DIRECTIONS>
• 1. According to the movie list, who handled the cinematography for Seven?
• 2. Count the lines of the records that contain the string "cabinet", with case counting.

GIVEN PASSAGE>
Coolest Movies of All Time

Tuesday, September 7, 2010 at 9:27 am

The coolest movies of all time are certainly subject to debate. Ask a hundred people their opinion on the matter, and you’re likely to receive the same amount of differing responses. Never one to back away from controversy, I decided to put together my own list of the coolest movies ever made. From vigilante cops to a harmonica-playing Charles Bronson, this list covers a large range of genres and generations. I hope you like it, and be sure to share your own selections in our comments section.

If you haven’t seen all of the film listed below, I’d recommend giving Netflix a try. They have a “no late fees” policy, meaning you can keep your rentals out for weeks if you want. Nobody is going to be calling your house to remind you to return the movie, and nobody is going to charge your credit card to recoup their late fees. That’s why Blockbuster is swirling down the toilet and Netflix is continuing to grow daily. Want to see what all the fuss is about? Click here to become a Netflix subscriber.

The Matrix (1999) – Thomas Anderson (Keanu Reeves) is an office drone by day and the hacker known as Neo by night. Then he learns that the world around him is nothing more than an elaborate computer simulation designed by a race of sentient machines. Rescued from this mundane existence by a group of freedom fighters led by Morpheus (Laurence Fishburne), Neo must utilize his latent abilities to challenge the powers that be on behalf of humanity. The directing team of Larry and Andy Wachowski draw inspiration from anime, spaghetti westerns, science-fiction, and so much more, creating a very cool concoction that tastes like tight leather and smells like spent shell casings.

Reservoir Dogs (1992) – After a botched robbery, a gang of experienced thieves meet up at a warehouse to figure out what went wrong. Hint: there’s an undercover cop in their midst. Quentin Tarantino makes his directorial debut and establishes himself as one of the primary forces of pop culture cool in Hollywood. Whether it’s Michael Madsen dancing to “Stuck in the Middle With You” while torturing a cop, or the aforementioned thieves (including Harvey Keitel, Tim Roth, and Steve Buscemi) discussing the lyrical content of Madonna’s “Like a Virgin,” the film is peppered with references to music, cinema, and television. For another of the coolest movies of all time, be sure to check out Tarantino’s follow-up masterpiece, Pulp Fiction.

Once Upon a Time in the West (1968) – A mysterious man with a harmonica (Charles Bronson) pursues a hired killer (Henry Fonda) across the Old West landscape. Meanwhile, a prostitute-turned-landowner (Claudia Cardinale) must fend off attempts to take both her land and her life. A sprawling epic by Sergio Leone that would prove highly influential on directors such as Sam Raimi and Quentin Tarantino. Jason Robards co-stars as a bandit, but Fonda steals the show with his first-ever portrayal of a villain.

Seven (1995) – Punishing the wicked never seemed so diabolically cool as in this David Fincher film about two cops (Morgan Freeman and Brad Pitt) on the trail of a methodical serial killer (Kevin Spacey in an appearance unbilled during the opening credits). Set in an unnamed city where it almost always rains and minding your own business is an art form, the body count slowly rises around the theme of the seven deadly sins. The vibrantly gloomy cinematography from Darius Khondji plunges the viewer into a world of hopelessness and apathy, although brief rays of hope shine through thanks to the youthful optimism of Det. David Mills (Pitt) and the world-weary tenacity of Det. William Somerset (Freeman). A crime/thriller/drama to top all others.

EXCERPTED RECORDS>
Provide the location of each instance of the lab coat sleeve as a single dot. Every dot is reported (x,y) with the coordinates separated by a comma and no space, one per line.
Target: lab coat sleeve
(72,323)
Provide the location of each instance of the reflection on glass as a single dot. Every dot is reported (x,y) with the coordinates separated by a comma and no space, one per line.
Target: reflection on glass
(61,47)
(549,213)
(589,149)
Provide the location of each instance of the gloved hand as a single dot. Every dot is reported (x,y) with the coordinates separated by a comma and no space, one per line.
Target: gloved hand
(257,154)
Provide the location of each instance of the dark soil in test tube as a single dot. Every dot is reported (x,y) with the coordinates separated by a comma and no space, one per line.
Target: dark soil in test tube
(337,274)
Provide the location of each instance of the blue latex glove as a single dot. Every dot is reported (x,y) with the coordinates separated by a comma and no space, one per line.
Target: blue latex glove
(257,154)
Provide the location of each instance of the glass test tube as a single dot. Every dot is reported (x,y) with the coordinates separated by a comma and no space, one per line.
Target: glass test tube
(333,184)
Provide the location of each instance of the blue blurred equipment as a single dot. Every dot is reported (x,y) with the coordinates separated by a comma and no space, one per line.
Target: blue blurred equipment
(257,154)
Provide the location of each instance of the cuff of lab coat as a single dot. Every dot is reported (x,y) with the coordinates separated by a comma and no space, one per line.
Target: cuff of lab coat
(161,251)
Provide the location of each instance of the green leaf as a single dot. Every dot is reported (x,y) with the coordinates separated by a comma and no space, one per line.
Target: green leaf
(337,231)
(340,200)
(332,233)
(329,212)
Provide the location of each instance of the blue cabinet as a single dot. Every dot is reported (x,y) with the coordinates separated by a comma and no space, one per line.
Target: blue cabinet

IN RESPONSE>
• 1. Darius Khondji

• 2. 2